**Aufgabenstellung:** Benenne in den folgenden Daten „circular window“ in „round window“ um und gib alle Zeilen ansonsten unverändert wieder.

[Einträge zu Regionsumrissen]
<<<<
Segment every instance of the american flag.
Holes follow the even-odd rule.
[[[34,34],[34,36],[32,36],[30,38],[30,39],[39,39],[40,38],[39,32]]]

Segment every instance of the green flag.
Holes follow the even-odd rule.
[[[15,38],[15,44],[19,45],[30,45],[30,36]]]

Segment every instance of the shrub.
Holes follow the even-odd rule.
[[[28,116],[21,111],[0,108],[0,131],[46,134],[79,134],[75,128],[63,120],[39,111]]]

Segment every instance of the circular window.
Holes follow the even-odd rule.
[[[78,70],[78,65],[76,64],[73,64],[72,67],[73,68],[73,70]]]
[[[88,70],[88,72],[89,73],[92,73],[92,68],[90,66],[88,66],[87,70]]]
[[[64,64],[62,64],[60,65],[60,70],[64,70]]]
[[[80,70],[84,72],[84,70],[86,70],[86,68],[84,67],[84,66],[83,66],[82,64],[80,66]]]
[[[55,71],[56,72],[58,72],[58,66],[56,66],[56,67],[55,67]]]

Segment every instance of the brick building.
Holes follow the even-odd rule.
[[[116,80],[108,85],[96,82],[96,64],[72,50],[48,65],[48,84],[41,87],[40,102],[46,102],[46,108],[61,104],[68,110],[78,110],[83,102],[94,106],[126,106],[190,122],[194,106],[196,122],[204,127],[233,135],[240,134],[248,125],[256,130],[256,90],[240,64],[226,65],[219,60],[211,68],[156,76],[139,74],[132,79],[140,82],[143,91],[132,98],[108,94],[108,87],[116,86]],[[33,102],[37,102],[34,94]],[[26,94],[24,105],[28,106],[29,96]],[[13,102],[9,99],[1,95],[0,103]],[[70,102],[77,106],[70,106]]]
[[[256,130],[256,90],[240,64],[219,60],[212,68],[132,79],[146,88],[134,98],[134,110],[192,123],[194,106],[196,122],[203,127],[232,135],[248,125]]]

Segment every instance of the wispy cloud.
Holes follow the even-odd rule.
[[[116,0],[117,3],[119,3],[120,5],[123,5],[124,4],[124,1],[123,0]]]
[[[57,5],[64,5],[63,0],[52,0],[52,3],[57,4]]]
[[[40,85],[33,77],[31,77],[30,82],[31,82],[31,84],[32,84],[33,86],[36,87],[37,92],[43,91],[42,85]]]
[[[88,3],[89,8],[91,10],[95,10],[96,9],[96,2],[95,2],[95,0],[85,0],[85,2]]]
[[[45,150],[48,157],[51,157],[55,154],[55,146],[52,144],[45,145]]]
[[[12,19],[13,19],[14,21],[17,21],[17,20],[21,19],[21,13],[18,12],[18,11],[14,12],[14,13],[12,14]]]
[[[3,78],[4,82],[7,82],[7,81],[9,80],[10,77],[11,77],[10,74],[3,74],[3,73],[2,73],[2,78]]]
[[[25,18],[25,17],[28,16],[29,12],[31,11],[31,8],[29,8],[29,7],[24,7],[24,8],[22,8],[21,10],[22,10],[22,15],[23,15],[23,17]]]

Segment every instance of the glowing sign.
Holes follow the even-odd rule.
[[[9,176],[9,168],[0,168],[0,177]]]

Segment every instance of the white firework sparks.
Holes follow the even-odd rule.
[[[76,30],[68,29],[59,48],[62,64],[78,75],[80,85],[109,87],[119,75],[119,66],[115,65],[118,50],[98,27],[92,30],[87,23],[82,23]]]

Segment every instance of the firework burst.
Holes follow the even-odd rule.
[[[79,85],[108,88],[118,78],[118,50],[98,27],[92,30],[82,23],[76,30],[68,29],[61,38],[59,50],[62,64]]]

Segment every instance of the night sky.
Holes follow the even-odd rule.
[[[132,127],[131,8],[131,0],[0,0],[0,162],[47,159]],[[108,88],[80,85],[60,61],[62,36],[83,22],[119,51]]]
>>>>
**Antwort:**
Segment every instance of the american flag.
Holes follow the even-odd rule.
[[[34,34],[34,36],[32,36],[30,38],[30,39],[39,39],[40,38],[39,32]]]

Segment every instance of the green flag.
Holes follow the even-odd rule.
[[[15,38],[15,44],[19,45],[30,45],[30,36]]]

Segment every instance of the shrub.
Holes follow the even-odd rule.
[[[28,116],[21,111],[0,108],[0,131],[46,134],[79,134],[75,128],[63,120],[39,111]]]

Segment every instance of the round window.
Holes follow the even-odd rule.
[[[78,70],[78,65],[76,64],[73,64],[72,67],[73,68],[73,70]]]
[[[88,70],[88,72],[89,73],[92,73],[92,68],[90,66],[88,66],[87,70]]]
[[[64,64],[62,64],[60,65],[60,70],[64,70]]]
[[[80,70],[84,72],[84,70],[86,70],[86,68],[84,67],[84,66],[83,66],[82,64],[80,66]]]
[[[55,71],[56,72],[58,72],[58,66],[56,66],[56,67],[55,67]]]

Segment every instance of the brick building.
Holes follow the even-odd rule.
[[[116,80],[108,85],[96,82],[96,64],[72,50],[48,65],[48,84],[41,87],[40,102],[46,102],[46,108],[61,104],[68,110],[78,110],[83,102],[94,106],[126,106],[190,122],[194,106],[196,122],[204,127],[233,135],[240,134],[248,125],[256,130],[256,90],[240,64],[226,65],[219,60],[211,68],[156,76],[139,74],[132,79],[140,82],[143,91],[132,98],[108,94],[108,87],[116,86]],[[33,102],[37,102],[34,94]],[[26,94],[24,105],[28,106],[29,96]],[[13,102],[9,99],[1,95],[0,103]],[[70,102],[77,106],[70,106]]]
[[[256,130],[256,90],[240,64],[219,60],[212,68],[132,79],[146,88],[134,98],[134,110],[192,123],[194,106],[196,122],[203,127],[232,135],[248,125]]]

Segment every instance of the wispy cloud.
Holes follow the even-odd rule.
[[[116,0],[117,3],[119,3],[120,5],[123,5],[124,4],[124,1],[123,0]]]
[[[57,5],[64,5],[63,0],[52,0],[52,3],[57,4]]]
[[[40,85],[33,77],[31,77],[30,82],[31,82],[31,84],[32,84],[33,86],[36,87],[37,92],[43,91],[42,85]]]
[[[88,3],[89,8],[91,10],[95,10],[96,9],[96,2],[95,2],[95,0],[85,0],[85,2]]]
[[[45,150],[48,157],[51,157],[55,154],[55,146],[52,144],[45,145]]]
[[[12,19],[13,19],[14,21],[17,21],[17,20],[21,19],[21,13],[18,12],[18,11],[14,12],[14,13],[12,14]]]
[[[3,78],[4,82],[7,82],[7,81],[9,80],[10,77],[11,77],[10,74],[3,74],[3,73],[2,73],[2,78]]]
[[[25,18],[25,17],[28,16],[29,12],[31,11],[31,8],[29,8],[29,7],[24,7],[24,8],[22,8],[21,10],[22,10],[22,15],[23,15],[23,17]]]

Segment every instance of the glowing sign.
Holes follow the even-odd rule.
[[[9,176],[9,168],[0,168],[0,177]]]

Segment every instance of the white firework sparks.
Holes follow the even-odd rule.
[[[76,30],[68,29],[59,48],[62,64],[78,75],[80,85],[109,87],[119,75],[119,66],[115,65],[118,50],[98,27],[92,30],[87,23],[82,23]]]

Segment every instance of the firework burst.
Holes follow the even-odd rule.
[[[79,85],[108,88],[118,78],[118,50],[98,27],[92,30],[82,23],[76,30],[68,29],[61,38],[59,50],[62,64]]]

Segment every instance of the night sky.
Holes follow the even-odd rule.
[[[132,127],[131,8],[131,0],[0,0],[0,162],[47,159]],[[108,88],[80,85],[60,61],[62,36],[83,22],[119,51]]]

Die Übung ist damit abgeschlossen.